[START OF Selected passage]
With roughly $1 billion in fresh capital from its public listing and a valuation nearing $7.5 billion, BETA is a financial heavyweight.
Their dual-use strategy reduces the immediate pressure of passenger safety regulations, providing a potentially faster path to revenue.
Meanwhile, Eve Air Mobility (NYSE: EVEX), a spin-off of Embraer (NYSE: EMBJ), has quieted critics who said it was falling behind.
In December 2025, Eve completed the first flight of its unnamed full-scale prototype.
That milestone moves the company from design to hardware.
Backed by Embraer's global service network, Eve argues that once certified it will have an easier path to scale maintenance and operations worldwide thanks to its parent company's existing supply chain.
Volatility vs. Viability: The Pre-Production Window Closes
The synchronized rally in the first week of January signals the sector's progression. We have moved from the Concept Phase into the Pre-Commercial Phase.
Global benchmarks like EHang (NASDAQ: EH), already generating revenue from commercial flights in China, provide the proof of concept that sustains valuations for Western peers. If the business model works in Guangzhou, the argument follows that it can work in New York, Los Angeles, and Dubai.
For investors, the distinction is crucial. The risks are no longer about whether these aircraft can fly—we know they can. The risks are now about execution and liquidity.
Joby and Archer appear to offer the most direct paths to FAA approval and commercialization. BETA provides a diversified logistics play. But Vertical Aerospace—sending Valo to New York and approaching a key technical unlock—offers the most dynamic risk-reward profile to start the year. As the U.S. tour begins, the market may be betting that the window to buy these names at pre-revenue prices is closing.
[END OF Selected passage]
### Short exercise A
Copy the stretch from "Their dual-use strategy" through "unnamed full-scale prototype." in the air-taxi stocks passage word for word.
[START OF Working data]
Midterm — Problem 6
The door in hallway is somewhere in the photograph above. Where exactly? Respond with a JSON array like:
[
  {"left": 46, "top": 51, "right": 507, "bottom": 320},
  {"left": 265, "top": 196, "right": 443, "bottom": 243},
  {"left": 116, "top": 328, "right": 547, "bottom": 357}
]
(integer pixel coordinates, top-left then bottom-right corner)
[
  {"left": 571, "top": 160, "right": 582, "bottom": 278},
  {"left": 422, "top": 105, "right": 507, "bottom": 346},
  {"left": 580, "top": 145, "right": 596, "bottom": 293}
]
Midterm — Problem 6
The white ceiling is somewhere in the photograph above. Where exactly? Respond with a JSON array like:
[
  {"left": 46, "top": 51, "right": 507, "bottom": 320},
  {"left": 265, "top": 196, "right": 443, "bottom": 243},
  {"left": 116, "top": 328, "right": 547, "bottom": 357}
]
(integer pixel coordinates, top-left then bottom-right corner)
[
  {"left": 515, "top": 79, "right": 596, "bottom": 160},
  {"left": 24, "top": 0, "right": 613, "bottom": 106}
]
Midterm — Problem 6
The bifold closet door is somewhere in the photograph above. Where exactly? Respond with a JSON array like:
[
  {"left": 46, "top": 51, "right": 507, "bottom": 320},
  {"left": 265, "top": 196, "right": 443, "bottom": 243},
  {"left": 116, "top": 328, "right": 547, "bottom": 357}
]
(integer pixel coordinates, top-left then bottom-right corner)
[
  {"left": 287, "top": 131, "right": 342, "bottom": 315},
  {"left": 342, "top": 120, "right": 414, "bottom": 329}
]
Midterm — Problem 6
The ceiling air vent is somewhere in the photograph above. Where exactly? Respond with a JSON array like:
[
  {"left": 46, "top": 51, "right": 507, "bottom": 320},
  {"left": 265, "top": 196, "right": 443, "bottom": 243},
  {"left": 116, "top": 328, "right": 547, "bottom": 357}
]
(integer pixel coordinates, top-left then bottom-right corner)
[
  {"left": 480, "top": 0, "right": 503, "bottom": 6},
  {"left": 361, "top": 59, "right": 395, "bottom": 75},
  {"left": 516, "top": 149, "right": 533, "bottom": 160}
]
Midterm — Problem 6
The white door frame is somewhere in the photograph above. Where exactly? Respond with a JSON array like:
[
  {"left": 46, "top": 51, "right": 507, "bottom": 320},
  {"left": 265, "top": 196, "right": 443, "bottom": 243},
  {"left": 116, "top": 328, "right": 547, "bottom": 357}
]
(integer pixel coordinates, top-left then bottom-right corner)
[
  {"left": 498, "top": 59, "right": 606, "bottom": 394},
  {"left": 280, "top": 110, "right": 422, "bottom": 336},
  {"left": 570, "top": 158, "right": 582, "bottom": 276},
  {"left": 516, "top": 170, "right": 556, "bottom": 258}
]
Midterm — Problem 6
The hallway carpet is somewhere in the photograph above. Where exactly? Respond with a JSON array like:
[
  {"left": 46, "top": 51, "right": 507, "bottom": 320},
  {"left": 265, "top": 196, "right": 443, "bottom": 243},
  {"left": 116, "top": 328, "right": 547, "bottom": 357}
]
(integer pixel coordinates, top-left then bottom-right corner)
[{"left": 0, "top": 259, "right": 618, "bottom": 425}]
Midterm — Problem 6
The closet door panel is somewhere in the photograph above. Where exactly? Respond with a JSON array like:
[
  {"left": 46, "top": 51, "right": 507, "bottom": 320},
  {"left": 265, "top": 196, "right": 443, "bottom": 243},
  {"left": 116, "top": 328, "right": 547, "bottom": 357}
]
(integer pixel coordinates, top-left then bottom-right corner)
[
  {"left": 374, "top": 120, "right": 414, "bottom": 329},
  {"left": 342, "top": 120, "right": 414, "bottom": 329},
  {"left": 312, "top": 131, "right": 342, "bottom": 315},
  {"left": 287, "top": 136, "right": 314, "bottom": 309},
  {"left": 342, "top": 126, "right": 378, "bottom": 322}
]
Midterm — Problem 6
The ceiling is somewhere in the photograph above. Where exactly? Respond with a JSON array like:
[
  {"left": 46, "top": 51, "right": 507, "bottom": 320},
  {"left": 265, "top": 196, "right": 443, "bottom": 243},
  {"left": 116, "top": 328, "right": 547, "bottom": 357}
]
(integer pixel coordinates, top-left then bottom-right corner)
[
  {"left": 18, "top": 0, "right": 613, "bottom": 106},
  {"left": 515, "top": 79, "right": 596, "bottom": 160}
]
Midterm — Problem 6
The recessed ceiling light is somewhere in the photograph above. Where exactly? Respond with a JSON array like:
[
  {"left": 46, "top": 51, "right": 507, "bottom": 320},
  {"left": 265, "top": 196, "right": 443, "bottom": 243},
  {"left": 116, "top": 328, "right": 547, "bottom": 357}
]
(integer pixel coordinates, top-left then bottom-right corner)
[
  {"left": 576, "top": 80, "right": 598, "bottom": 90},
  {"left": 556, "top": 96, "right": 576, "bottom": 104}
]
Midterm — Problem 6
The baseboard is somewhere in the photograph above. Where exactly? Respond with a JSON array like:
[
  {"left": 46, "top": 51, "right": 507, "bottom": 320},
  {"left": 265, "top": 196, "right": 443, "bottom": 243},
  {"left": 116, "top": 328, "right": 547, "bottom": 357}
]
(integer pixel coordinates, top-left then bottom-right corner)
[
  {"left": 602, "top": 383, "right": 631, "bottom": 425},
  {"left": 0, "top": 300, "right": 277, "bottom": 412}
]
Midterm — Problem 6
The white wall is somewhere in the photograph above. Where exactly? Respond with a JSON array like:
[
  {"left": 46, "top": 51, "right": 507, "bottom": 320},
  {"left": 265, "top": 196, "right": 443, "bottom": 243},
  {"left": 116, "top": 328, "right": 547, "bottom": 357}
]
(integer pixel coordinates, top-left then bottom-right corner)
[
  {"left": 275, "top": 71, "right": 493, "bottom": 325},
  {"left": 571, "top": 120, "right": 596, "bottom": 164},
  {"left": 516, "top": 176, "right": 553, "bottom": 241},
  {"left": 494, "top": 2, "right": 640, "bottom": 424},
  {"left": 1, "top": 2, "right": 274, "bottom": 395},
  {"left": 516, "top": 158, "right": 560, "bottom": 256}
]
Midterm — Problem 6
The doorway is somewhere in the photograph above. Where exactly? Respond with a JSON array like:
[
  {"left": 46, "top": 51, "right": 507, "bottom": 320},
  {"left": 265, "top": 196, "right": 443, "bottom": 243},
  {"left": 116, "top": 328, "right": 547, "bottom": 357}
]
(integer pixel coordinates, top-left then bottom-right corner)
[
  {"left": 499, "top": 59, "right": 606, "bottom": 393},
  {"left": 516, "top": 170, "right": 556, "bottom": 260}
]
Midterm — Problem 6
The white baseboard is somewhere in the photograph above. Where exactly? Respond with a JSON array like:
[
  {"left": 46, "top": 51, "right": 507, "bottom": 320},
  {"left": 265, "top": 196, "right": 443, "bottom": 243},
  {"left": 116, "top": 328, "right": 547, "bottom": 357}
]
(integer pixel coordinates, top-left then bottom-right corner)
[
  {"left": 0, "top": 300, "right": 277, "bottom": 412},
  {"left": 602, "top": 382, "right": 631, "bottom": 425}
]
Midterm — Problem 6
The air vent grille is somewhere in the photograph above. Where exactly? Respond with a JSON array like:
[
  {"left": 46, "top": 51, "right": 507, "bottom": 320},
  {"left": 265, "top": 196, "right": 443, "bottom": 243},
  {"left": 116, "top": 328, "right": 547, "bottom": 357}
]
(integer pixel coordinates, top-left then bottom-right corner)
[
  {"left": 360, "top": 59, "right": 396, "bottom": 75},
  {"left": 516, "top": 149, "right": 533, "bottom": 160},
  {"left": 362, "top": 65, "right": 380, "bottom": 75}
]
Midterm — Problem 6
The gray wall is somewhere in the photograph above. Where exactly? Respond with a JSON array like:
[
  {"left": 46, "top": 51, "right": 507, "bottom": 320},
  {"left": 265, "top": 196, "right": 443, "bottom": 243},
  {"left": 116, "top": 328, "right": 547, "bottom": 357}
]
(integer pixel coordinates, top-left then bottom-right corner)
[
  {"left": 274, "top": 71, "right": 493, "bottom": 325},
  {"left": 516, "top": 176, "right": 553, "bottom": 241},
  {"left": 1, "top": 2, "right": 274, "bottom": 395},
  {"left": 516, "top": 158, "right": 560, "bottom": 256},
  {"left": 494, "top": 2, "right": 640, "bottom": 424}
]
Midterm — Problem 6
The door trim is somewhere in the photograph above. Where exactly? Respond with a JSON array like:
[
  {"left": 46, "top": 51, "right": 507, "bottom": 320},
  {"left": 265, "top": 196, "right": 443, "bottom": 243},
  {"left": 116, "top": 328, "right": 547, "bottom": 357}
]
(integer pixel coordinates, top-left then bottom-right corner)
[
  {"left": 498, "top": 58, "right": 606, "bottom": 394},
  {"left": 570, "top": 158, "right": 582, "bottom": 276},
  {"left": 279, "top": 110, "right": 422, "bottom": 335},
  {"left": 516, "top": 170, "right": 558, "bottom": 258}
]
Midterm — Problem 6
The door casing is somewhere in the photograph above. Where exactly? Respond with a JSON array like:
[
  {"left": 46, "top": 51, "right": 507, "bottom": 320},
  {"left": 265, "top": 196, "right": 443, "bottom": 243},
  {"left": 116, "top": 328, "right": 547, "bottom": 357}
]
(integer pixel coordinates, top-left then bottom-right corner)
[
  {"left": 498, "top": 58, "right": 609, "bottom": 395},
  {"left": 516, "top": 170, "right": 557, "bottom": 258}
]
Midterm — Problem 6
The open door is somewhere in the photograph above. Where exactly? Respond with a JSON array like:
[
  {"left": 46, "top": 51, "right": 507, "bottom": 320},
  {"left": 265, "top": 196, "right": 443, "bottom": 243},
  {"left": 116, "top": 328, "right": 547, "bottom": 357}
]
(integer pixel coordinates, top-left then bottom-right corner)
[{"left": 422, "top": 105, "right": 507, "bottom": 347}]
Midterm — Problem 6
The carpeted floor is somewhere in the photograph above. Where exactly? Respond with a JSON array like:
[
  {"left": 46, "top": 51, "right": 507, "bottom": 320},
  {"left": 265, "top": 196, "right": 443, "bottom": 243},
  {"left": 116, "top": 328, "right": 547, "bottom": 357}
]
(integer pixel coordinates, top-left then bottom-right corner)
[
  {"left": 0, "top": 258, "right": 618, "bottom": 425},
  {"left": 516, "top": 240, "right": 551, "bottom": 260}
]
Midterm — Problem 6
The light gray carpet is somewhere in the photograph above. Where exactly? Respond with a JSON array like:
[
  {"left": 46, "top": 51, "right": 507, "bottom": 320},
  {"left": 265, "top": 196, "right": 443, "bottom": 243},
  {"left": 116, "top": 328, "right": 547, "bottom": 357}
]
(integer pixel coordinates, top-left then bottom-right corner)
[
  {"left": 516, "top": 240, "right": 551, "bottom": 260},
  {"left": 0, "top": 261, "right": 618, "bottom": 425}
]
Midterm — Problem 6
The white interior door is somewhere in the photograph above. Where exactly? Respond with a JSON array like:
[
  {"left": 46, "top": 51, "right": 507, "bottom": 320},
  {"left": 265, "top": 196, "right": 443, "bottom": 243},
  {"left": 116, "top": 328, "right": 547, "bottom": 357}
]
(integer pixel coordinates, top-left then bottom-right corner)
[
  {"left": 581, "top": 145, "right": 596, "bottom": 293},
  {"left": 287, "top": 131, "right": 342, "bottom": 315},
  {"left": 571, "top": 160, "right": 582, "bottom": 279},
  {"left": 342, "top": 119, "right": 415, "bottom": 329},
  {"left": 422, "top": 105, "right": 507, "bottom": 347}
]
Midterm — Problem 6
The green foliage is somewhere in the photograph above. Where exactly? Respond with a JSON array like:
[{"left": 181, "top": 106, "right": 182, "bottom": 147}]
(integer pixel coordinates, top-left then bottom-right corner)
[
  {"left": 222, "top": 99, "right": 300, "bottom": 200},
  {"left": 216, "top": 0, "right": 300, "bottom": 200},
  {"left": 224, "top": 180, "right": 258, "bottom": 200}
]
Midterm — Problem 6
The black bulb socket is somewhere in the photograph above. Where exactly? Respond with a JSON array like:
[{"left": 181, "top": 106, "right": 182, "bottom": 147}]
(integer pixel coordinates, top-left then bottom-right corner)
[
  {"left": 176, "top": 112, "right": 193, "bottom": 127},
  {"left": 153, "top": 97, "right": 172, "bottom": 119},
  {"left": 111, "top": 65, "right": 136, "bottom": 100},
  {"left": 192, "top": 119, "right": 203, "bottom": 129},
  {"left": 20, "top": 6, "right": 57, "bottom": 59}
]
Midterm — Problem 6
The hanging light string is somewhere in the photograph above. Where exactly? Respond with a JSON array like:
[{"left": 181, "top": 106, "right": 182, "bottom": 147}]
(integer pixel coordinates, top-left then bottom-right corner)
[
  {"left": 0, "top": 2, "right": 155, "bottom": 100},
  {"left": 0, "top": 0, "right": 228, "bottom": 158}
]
[END OF Working data]
### Short exercise B
Pick out every line of the listing that contains the string "closet", treating uppercase and lowercase as different.

### Output A
Their dual-use strategy reduces the immediate pressure of passenger safety regulations, providing a potentially faster path to revenue.
Meanwhile, Eve Air Mobility (NYSE: EVEX), a spin-off of Embraer (NYSE: EMBJ), has quieted critics who said it was falling behind.
In December 2025, Eve completed the first flight of its unnamed full-scale prototype.

### Output B
The bifold closet door is somewhere in the photograph above. Where exactly? Respond with a JSON array like:
The closet door panel is somewhere in the photograph above. Where exactly? Respond with a JSON array like:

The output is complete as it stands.